提供抜粋:
++++++

■目的

①未破裂胃穹窿部静脈瘤の自然史、出血のリスクファクターおよび予後について検討する。
②胃穹窿部静脈瘤出血例に対しては一時止血法と止血率、再出血予防治療施行の有無と効果
(再出血率)および治療法別効果、合併症、予後について検討

以上により胃穹窿部静脈瘤治療におけるわが国独自の治療指針の手助けとなることを目的とし、世界に通用するエビデンスの確立を目指す。

■対象

①肝硬変や特発性門脈圧亢進症等で内視鏡的に診断された胃穹窿部静脈瘤(A群とする)
②胃穹窿部静脈瘤破裂例(B群とする)

■研究デザイン

未破裂胃静脈瘤(A群):後ろ向きコホート研究
胃静脈瘤出血例群):前向きコホート研究

■治療

観察研究で特に介入は行わない。

++++++

作業内容:
胃穹窿部静脈瘤の研究概要で、未破裂胃静脈瘤(A群)に用いる研究デザインを答えよ。

インスタンスごとに1点を示す位置特定データ:
++++++

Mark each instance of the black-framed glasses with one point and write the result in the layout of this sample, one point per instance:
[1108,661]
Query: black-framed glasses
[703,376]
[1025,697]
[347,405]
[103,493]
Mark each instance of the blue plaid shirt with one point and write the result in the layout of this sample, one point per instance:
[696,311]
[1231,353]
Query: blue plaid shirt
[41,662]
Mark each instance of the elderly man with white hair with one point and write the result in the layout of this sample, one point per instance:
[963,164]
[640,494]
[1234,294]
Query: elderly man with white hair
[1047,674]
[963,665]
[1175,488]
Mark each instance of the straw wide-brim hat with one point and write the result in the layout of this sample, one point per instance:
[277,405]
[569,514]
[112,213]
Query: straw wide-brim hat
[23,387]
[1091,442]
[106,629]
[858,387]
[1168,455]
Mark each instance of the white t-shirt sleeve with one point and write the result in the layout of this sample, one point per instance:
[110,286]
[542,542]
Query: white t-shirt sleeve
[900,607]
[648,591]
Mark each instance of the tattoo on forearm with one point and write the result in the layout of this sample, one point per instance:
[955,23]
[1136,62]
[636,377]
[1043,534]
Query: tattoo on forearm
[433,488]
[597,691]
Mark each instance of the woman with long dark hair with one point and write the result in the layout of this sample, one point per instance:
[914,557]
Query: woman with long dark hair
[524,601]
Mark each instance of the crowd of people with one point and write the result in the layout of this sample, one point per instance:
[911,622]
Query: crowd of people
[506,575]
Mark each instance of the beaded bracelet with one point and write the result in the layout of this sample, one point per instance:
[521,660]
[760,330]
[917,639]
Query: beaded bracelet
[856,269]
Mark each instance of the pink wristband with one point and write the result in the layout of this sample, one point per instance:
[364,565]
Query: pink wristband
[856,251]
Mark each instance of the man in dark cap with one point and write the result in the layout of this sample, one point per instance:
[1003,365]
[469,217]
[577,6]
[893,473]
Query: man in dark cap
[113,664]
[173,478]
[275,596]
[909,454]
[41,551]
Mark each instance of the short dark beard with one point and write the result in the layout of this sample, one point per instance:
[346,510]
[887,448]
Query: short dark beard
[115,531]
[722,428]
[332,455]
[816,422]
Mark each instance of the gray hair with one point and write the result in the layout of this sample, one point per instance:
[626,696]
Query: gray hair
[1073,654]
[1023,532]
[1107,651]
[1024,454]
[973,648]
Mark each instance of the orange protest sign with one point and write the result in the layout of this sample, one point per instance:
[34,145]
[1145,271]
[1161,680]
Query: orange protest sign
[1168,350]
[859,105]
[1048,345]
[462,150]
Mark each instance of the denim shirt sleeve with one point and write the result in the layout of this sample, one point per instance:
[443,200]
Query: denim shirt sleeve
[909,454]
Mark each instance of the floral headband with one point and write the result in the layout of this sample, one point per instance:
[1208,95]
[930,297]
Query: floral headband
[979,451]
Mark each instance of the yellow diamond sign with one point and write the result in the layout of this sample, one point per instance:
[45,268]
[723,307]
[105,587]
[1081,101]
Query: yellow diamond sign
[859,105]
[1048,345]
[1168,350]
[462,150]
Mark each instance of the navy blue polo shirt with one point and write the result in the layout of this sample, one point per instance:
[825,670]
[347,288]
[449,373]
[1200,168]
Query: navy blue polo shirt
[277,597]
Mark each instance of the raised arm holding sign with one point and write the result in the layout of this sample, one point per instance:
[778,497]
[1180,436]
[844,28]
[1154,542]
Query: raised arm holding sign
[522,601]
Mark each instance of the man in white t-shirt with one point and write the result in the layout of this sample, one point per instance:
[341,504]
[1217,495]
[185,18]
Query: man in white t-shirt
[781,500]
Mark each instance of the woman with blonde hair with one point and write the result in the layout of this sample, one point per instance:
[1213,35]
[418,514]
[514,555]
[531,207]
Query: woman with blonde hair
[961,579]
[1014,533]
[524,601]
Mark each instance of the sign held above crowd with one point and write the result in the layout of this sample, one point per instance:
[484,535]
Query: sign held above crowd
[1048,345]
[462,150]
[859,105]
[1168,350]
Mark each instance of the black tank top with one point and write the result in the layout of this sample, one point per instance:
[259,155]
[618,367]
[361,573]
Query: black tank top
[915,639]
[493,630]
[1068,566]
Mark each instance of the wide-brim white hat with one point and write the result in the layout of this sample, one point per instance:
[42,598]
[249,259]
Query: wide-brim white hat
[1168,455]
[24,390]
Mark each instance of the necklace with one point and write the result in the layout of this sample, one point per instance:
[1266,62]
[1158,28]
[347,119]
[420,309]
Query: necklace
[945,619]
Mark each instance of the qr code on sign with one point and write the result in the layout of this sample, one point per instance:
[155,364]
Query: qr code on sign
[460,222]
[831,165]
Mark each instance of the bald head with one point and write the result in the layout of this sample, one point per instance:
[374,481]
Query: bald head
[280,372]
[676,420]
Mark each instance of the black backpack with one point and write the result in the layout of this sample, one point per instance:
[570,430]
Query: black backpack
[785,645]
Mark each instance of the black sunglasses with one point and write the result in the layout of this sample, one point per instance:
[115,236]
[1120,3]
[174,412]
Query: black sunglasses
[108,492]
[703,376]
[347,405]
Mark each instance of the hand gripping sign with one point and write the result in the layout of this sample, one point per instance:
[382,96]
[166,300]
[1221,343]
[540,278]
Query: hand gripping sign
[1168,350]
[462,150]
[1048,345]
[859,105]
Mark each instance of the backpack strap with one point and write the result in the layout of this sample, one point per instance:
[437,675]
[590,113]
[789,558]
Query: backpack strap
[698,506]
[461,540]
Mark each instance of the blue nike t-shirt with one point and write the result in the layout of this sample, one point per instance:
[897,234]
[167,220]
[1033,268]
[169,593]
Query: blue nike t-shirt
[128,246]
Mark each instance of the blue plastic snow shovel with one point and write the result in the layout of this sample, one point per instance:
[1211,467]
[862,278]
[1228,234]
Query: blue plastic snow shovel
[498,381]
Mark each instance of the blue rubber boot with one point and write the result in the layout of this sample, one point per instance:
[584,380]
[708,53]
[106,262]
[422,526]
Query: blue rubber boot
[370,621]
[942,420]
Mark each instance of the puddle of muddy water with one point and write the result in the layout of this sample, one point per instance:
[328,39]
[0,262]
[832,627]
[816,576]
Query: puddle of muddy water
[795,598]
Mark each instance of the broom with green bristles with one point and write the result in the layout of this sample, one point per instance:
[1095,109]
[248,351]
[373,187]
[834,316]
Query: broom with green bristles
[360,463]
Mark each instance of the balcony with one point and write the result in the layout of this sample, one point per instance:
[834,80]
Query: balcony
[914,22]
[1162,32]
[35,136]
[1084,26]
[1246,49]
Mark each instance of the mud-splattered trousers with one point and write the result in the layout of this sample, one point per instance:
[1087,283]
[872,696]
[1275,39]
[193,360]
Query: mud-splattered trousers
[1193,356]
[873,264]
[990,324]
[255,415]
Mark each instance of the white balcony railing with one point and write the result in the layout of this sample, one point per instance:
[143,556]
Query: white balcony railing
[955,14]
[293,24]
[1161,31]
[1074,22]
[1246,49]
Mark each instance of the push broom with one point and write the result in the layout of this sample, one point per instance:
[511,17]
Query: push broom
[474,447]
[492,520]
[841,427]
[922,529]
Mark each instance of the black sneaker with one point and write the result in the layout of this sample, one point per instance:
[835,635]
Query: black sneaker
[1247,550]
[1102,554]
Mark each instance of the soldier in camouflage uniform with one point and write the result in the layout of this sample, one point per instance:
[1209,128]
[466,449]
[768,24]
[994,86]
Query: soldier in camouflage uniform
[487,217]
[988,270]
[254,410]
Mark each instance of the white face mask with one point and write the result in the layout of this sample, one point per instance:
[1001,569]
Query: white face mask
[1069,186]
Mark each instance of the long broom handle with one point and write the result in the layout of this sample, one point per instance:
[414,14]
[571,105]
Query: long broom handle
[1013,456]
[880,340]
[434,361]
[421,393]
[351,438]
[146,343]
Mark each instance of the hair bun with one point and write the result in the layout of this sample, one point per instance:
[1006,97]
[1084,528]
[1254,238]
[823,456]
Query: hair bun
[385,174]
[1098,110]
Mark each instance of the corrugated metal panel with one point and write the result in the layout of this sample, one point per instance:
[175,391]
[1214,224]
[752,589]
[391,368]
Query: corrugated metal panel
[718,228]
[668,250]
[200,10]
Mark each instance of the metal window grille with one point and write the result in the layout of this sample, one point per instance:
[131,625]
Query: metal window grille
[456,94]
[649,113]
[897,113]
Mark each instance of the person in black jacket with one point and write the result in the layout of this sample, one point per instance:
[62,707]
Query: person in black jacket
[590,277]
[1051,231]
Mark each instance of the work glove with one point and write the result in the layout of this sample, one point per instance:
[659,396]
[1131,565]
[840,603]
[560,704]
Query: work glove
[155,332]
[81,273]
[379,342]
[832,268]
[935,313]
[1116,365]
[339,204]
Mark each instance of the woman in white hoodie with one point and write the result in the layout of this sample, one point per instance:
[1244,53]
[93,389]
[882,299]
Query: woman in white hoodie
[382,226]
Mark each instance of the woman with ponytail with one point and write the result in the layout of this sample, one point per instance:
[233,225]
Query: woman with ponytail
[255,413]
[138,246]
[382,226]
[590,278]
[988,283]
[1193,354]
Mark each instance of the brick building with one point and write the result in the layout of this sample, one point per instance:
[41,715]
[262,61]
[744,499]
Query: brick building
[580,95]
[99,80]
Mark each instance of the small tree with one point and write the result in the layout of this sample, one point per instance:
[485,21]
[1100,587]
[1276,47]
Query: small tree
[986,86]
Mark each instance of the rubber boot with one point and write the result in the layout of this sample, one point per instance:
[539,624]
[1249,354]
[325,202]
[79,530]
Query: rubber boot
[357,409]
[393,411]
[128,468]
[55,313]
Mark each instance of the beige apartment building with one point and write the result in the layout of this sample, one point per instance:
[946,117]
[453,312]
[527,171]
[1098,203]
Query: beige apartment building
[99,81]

++++++

解答:
後ろ向きコホート研究である。